## EXERCISE PROMPT:
Please update the data below by changing every "instance" to "occurrence" and leaving everything else as it is.

— begin RECORDS FOR THE TASK —

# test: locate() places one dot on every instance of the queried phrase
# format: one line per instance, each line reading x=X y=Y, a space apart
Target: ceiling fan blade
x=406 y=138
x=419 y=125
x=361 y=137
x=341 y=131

— end RECORDS FOR THE TASK —

## EXERCISE RESULT:
# test: locate() places one dot on every occurrence of the queried phrase
# format: one line per occurrence, each line reading x=X y=Y, a space apart
Target: ceiling fan blade
x=406 y=138
x=419 y=125
x=361 y=137
x=341 y=131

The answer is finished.